Selected passage
----------------

Local delivery, for the O'Sullivans is, of course, no problem. For lamb,
eggs and soon-to-come pork (from gilts, Rosie and Sophie) they can be
contacted at Clover Farm, Kealogue, Allihies, Co. Cork. Tel. 027 73295 -
or from New York and places, 00 353 27 73295.
Eating man's best friend I get so much literature nowadays in the post
to do with the website that I have to apply triage. One leaflet which
displayed a supermarket-type tray, labelled, STEWING MEAT,* was
heading towards the dead bin. But then, as it left my hand, the price
leapt out at me (my ever-alert, frugal eagle eye) - Price per Kg
£1.80. Quickly retrieving it, I looked at the rest of the product
description to suss the bargain. It read, MAN'S BEST FRIEND BECOMES
MAN'S NEXT MEAL. It was from the WSPA - a charity, apparently a
big one, with over 400 member societies in 100 countries, that campaign
against the trade in dogs for food in East Asia. But it's not just the
anathema of dog meat to us Westerners that is appalling so much as the
horrificically cruel treatment they get before and during slaughter. One
correspondent describes how a dog was tied by the neck and partially
strangled, then torn apart by the legs whilst still alive. See www.wspa.org.uk/donate
.
Some weeks ago there was a programme on TG 4 about both dogs and cats and
their abysmal fates in backstreet butcheries in South East Asia. Filthy
and terrified cats were held in cages and strangled from the top bars.
Strangulation was the preferred killing method because the fear-adrenalin
gave the meat a desired taint and the skins were also preserved undamaged
for the fashion fur trade. Strange creature - man (Apologies to Richard
and 42).
* The meat portrayed was not dogmeat.
Vegetarian
food I think, after the above stories of animals and meat, it
might be appropriate to point you in the direction of non-flesh food - not
only vegetarian but prize-winning, organic, vegetarian food. The small and
friendly Organic Delivery Company will supply a good-value vegetabe box
for £ 9.95 - with generous dollops of fruit, £11.95, but only in London
and its immediate environs. www.organicdelivery.co.uk.
Closer to home you will find box schemes in Ireland on the Products
page. And, extremely close to home, in Castletownbere on next market
day, Thursday, 5th June, some of us will have a stand there with local
organic produce and goods - and a few interesting exhibits. I'll have my
comfrey in various forms, including concentrate. We are each doing our own
things for the stall - some are being highly secretive about theirs. I
shall be more open and let you know that I am working on recipes for wild
sea-beet/spinach, one of my favourite vegetables. A book, lent to me
yesterday, has the most eulogic description and recipe I've yet seen for
this much-neglected, nutritious and delicious seashore plant. The River
Cottage Cookbook by Hugh Fearnley-Whittingstall; The recipe includes
butter, mussels, garlic, white wine and parmesan cheese. I won't give the
full recipe (unless you beg!) - it's on page 343 of the book, with a
full description of beta vulgaris maritima on pages 382 -385. But
you will be able to taste it in CTB at the stall on the 5th. Come early
and eat with organic soda bread and a glass of something or other - if
you're good.

----------------

Work request 1
According to the passage, what does the Organic Delivery Company charge for its vegetable box with fruit?
Work request 2
Reproduce the stretch of the passage that begins with the words "Some weeks ago" and ends with "was not dogmeat.".
Work request 3
Name every ingredient the passage says the sea-beet recipe includes.

----------------

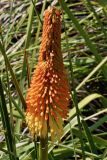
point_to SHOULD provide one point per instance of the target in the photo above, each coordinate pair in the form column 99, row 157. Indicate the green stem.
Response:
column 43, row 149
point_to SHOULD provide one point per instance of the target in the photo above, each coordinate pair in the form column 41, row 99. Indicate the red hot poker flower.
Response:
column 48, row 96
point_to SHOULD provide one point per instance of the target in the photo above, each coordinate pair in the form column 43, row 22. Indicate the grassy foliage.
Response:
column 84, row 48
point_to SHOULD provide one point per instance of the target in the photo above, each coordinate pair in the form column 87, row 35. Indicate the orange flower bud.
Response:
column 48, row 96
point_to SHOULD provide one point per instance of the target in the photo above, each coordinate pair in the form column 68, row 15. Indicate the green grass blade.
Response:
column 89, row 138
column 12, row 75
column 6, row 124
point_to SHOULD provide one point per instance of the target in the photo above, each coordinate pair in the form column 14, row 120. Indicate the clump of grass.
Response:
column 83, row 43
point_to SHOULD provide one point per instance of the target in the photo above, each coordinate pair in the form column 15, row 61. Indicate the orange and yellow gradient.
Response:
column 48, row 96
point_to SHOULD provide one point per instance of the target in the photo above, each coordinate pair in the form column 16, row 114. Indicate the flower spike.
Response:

----------------

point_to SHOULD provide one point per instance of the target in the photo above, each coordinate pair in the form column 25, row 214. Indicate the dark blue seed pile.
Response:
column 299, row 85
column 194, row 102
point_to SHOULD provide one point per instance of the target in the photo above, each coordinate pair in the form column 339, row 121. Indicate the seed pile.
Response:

----------------

Response 1
£11.95

Response 2
Some weeks ago there was a programme on TG 4 about both dogs and cats and
their abysmal fates in backstreet butcheries in South East Asia. Filthy
and terrified cats were held in cages and strangled from the top bars.
Strangulation was the preferred killing method because the fear-adrenalin
gave the meat a desired taint and the skins were also preserved undamaged
for the fashion fur trade. Strange creature - man (Apologies to Richard
and 42).
* The meat portrayed was not dogmeat.

Response 3
Butter, mussels, garlic, white wine and parmesan cheese.